The task:
Edit the material by replacing "ice droplet" with "frozen droplet" in each record, leaving everything else unchanged.

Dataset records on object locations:
## Begin
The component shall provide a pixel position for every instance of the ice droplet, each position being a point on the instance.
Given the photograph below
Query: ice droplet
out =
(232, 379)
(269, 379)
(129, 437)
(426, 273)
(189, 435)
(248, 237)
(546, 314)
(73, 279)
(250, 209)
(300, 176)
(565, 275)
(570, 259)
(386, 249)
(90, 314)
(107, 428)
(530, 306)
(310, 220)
## End
Output of the task:
The component shall provide a pixel position for every instance of the frozen droplet, each position being a point on the instance.
Given the photograph below
Query: frozen droplet
out =
(232, 379)
(269, 379)
(129, 437)
(426, 273)
(189, 435)
(248, 237)
(546, 314)
(73, 279)
(250, 209)
(300, 176)
(565, 275)
(570, 259)
(386, 249)
(90, 314)
(107, 428)
(530, 306)
(310, 220)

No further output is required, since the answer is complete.